Souvenirs de la Basse Cornouaille/Livraison 2/05


V

Rapt audacieux de Marie de Mésarnou

Le chanoine Moreau est mon guide, et c’est à cette époque qu’il place le rapt de Mademoiselle de Mézarnou. 1595.

La Fontenelle voulait ceindre deux couronnes, il fut Tibère, Néron, il voulut être Lovelace, Don Juan.

Le bon chanoine se contente de dire : Guy Eder porta l’audace jusqu’à aller enlever une fille, riche héritière de Bretagne, et en faire sa femme, Marie de Mézarnou n’avait que neuf ans… le bon chanoine ajoute naïvement : il n’en eut pas d’enfant.

Eh bien, mon cher compatriote, puisque vous étiez de Beuzec et quelque peu curé de Pont-Croix, je vous prends ici en flagrant délit d’erreur, car l’opinion la plus reçue est qu’elle avait douze ans, à part cela tout le reste est vrai.

+++

* _Problèmes à résoudre_
1. Reproduisez, s'il vous plaît, sans rien changer, la portion du texte sur le rapt de Marie de Mézarnou qui va de « Le chanoine Moreau » jusqu'à « reste est vrai. ».
2. Résumez en deux phrases le texte sur le rapt de Marie de Mézarnou.

(Relevés de zones étiquetées)
+++

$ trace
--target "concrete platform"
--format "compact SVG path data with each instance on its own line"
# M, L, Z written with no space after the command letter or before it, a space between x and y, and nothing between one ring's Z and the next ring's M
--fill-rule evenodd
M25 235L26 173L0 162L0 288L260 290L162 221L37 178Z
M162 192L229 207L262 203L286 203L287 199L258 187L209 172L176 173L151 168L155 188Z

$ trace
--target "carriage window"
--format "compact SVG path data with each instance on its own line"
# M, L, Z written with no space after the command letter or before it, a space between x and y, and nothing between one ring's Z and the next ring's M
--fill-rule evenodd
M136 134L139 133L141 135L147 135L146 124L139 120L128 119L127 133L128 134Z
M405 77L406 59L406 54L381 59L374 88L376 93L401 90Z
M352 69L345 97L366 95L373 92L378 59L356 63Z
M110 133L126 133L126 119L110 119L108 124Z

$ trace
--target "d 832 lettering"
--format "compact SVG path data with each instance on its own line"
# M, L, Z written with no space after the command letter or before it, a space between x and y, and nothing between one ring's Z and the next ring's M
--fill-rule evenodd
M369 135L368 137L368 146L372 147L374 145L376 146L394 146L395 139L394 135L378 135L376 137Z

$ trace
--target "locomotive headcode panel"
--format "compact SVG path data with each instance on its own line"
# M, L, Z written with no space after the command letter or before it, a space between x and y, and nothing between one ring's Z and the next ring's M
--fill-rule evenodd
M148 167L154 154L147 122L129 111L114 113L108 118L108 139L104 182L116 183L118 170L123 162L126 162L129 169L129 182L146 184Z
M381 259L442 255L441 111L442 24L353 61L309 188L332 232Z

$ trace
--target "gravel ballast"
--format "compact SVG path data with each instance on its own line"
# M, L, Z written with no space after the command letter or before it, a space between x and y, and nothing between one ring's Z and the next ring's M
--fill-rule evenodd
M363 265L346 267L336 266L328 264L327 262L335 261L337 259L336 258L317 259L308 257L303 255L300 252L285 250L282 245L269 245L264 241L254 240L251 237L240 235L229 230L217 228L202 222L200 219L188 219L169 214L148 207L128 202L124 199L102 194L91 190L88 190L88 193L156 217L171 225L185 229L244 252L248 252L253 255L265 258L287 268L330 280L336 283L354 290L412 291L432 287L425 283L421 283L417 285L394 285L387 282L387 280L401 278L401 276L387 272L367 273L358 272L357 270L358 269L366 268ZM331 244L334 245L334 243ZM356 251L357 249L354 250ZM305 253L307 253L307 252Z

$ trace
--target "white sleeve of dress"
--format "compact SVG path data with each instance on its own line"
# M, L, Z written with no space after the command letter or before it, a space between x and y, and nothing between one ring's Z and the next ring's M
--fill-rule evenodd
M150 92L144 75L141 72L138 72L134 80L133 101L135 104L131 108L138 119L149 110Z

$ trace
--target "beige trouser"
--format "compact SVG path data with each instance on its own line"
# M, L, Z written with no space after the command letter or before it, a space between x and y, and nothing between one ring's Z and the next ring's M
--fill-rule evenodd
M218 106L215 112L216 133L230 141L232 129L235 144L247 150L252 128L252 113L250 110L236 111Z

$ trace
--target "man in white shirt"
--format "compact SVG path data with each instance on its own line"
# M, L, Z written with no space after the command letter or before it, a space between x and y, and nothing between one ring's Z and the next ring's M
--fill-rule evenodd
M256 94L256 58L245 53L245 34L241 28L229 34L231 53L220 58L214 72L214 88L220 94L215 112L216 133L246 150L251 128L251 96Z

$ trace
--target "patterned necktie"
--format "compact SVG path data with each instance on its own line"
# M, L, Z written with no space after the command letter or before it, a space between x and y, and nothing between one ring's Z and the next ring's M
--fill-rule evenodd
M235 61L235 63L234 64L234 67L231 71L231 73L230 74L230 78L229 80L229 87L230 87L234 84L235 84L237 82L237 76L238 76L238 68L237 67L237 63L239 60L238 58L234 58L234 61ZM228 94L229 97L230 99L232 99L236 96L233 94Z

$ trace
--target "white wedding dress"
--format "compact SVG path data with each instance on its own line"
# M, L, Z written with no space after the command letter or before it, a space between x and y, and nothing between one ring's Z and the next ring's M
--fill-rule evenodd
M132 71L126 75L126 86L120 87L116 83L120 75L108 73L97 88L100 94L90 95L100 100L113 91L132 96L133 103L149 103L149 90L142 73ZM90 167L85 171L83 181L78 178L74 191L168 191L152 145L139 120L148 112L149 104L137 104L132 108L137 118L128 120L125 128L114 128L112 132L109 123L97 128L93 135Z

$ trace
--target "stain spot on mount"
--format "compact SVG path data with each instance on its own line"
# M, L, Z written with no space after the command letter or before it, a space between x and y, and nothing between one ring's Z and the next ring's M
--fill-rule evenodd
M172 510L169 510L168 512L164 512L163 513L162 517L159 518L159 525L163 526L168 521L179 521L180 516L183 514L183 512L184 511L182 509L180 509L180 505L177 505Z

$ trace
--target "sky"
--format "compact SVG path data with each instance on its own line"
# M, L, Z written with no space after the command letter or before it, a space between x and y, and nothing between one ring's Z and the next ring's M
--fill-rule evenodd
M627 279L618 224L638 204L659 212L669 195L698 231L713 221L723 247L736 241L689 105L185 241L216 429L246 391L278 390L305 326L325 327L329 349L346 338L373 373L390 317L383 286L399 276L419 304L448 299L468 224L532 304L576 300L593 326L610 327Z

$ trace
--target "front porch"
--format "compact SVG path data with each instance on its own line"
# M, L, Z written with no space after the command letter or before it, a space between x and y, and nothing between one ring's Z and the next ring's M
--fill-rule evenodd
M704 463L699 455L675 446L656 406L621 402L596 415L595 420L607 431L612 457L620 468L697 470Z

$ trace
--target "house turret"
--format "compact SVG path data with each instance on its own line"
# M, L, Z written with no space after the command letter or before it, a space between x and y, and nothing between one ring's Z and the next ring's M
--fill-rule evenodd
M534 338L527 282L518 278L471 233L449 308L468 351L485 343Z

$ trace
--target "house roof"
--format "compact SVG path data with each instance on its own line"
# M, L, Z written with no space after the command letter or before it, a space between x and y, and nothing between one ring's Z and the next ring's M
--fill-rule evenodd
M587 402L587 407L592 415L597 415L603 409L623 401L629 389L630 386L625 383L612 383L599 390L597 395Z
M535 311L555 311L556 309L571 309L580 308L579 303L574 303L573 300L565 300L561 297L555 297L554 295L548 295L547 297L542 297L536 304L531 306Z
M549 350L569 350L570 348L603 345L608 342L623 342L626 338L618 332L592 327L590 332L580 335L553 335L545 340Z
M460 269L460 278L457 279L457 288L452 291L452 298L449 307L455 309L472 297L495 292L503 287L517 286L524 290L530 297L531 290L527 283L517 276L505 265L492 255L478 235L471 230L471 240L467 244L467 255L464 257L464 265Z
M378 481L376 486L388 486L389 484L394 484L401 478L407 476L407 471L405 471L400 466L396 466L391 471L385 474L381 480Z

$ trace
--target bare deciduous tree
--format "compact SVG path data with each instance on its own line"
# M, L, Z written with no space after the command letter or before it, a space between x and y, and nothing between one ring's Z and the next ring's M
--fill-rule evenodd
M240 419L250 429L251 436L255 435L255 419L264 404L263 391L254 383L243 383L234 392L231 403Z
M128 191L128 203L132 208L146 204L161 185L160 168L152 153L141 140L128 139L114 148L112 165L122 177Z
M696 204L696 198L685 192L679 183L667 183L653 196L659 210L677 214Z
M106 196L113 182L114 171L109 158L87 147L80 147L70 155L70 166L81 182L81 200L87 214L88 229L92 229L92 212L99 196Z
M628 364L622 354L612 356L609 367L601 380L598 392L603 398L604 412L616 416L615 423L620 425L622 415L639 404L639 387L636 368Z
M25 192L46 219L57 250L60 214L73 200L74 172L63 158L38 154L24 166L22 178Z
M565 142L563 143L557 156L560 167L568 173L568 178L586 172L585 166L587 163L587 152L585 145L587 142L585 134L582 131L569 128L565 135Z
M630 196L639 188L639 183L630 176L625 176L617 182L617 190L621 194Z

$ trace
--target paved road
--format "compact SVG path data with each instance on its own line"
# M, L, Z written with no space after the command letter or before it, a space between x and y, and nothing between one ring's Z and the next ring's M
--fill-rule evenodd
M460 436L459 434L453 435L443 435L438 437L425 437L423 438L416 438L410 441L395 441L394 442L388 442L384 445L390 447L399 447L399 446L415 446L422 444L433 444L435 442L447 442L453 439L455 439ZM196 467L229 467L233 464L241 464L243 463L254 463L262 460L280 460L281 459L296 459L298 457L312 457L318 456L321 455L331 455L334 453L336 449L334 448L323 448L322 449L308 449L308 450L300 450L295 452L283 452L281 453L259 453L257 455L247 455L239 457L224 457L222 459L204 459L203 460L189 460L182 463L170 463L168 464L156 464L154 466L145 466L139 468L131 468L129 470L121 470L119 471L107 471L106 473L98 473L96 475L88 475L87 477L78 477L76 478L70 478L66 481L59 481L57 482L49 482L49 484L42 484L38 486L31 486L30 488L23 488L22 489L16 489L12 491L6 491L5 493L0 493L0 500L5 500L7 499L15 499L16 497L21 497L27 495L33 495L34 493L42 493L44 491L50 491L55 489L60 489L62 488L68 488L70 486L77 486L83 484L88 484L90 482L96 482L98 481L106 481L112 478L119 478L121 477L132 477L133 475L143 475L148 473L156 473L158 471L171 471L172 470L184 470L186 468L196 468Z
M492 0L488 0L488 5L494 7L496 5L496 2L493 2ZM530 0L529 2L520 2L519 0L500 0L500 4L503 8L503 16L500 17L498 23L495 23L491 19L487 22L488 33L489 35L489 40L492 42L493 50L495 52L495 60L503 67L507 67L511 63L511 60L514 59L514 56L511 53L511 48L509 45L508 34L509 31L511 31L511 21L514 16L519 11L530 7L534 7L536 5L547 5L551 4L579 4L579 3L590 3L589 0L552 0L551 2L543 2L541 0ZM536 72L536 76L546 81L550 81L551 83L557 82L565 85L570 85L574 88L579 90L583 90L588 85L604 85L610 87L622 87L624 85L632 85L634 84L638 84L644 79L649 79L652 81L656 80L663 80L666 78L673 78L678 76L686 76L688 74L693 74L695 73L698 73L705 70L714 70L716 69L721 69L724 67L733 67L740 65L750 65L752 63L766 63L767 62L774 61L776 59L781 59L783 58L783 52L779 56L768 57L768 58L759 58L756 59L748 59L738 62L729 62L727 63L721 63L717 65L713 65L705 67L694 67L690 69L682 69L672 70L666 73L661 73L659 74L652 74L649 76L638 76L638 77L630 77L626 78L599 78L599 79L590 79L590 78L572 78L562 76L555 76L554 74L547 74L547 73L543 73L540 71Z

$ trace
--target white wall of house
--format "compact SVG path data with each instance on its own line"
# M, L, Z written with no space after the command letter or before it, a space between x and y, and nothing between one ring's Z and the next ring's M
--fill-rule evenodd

+++

* _Réponses complètes_
1.
Le chanoine Moreau est mon guide, et c’est à cette époque qu’il place le rapt de Mademoiselle de Mézarnou. 1595.

La Fontenelle voulait ceindre deux couronnes, il fut Tibère, Néron, il voulut être Lovelace, Don Juan.

Le bon chanoine se contente de dire : Guy Eder porta l’audace jusqu’à aller enlever une fille, riche héritière de Bretagne, et en faire sa femme, Marie de Mézarnou n’avait que neuf ans… le bon chanoine ajoute naïvement : il n’en eut pas d’enfant.

Eh bien, mon cher compatriote, puisque vous étiez de Beuzec et quelque peu curé de Pont-Croix, je vous prends ici en flagrant délit d’erreur, car l’opinion la plus reçue est qu’elle avait douze ans, à part cela tout le reste est vrai.

2. Selon le chanoine Moreau, guide de l'auteur, Guy Eder enleva en 1595 Marie de Mézarnou, riche héritière de Bretagne, pour en faire sa femme, et n'en eut pas d'enfant. Le chanoine lui donne neuf ans, mais l'auteur le prend en défaut sur ce point, l'opinion la plus reçue étant qu'elle en avait douze, tout le reste étant vrai.